Listing from a data source:
_ _ _ _ _

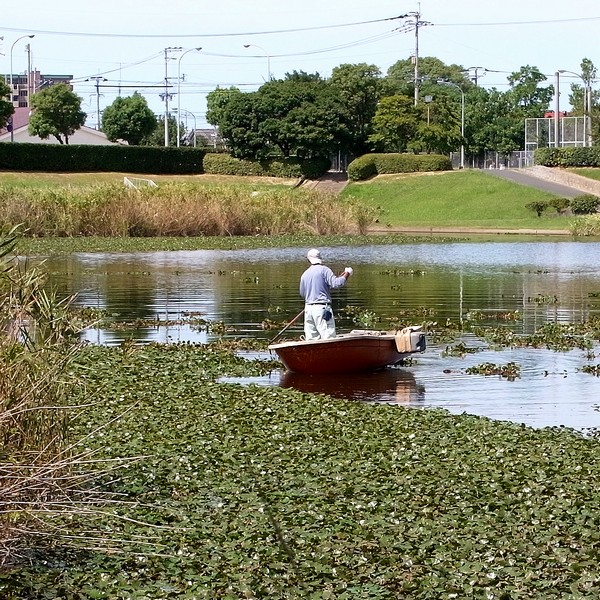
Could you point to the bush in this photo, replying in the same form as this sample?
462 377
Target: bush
88 158
362 168
586 204
368 165
559 204
538 207
568 157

_ _ _ _ _

What is asked:
Reproduce the listing above word for word, leaving out the pictures.

Complete answer:
Could you point to the bush in this photo, replying in the same form as this sample?
462 377
Target: bush
88 158
362 168
586 204
368 165
559 204
538 207
568 157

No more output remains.